#### What is asked:
Rewrite the listing below as a JSON array of strings, one string per line and no blank lines.

◆ ◆ ◆

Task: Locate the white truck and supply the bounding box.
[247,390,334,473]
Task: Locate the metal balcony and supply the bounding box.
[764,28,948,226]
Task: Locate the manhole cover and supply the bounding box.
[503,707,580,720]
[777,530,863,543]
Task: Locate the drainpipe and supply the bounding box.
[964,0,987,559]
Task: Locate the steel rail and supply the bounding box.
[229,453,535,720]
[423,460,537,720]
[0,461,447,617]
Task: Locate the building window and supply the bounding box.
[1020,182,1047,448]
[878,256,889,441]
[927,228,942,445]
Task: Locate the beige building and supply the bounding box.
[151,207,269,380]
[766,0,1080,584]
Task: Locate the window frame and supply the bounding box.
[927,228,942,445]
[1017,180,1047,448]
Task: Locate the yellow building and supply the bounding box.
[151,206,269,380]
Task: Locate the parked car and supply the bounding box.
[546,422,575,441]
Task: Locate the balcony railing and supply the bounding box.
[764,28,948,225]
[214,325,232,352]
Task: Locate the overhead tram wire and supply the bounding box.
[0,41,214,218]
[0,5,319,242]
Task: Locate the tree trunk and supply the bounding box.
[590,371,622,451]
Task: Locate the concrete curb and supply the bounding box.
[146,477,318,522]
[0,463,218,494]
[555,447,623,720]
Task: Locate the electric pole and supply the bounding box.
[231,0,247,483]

◆ ◆ ◆

#### Solution to this exercise:
[
  "Task: Locate the white truck and supply the bounding box.",
  "[247,390,334,473]",
  "Task: Locate the metal balcony and supply the bounding box.",
  "[764,28,948,226]",
  "Task: Locate the manhole cover and supply the bounding box.",
  "[503,707,580,720]",
  "[777,530,863,543]",
  "Task: Locate the drainpipe and supply the bounding box.",
  "[964,0,987,559]",
  "Task: Locate the steel rail and supply the bounding box.",
  "[229,453,535,720]",
  "[423,460,537,720]",
  "[0,461,447,617]",
  "Task: Locate the building window and supply the bounding box.",
  "[1020,182,1047,448]",
  "[878,256,889,441]",
  "[927,228,942,445]",
  "Task: Locate the beige building and supply the bounding box.",
  "[151,207,269,380]",
  "[766,0,1080,584]",
  "Task: Locate the window frame and supply the bounding box.",
  "[927,228,942,445]",
  "[1017,180,1047,448]",
  "Task: Locate the yellow building and supply the bounding box.",
  "[151,206,269,380]",
  "Task: Locate the parked car and supply the bounding box.",
  "[546,422,575,441]",
  "Task: Locate the balcony railing and supply the bounding box.",
  "[764,28,948,225]",
  "[214,325,232,352]",
  "Task: Locate the overhead tram wire and supply the bounding box.",
  "[0,41,214,218]",
  "[0,5,319,242]",
  "Task: Locate the tree trunk and supply the bounding box.",
  "[590,371,622,451]",
  "Task: Locate the concrete curb and supply the bounding box.",
  "[146,477,318,522]",
  "[0,463,218,494]",
  "[555,447,623,720]",
  "Task: Locate the electric pole and supply the bounding box.",
  "[231,0,247,483]"
]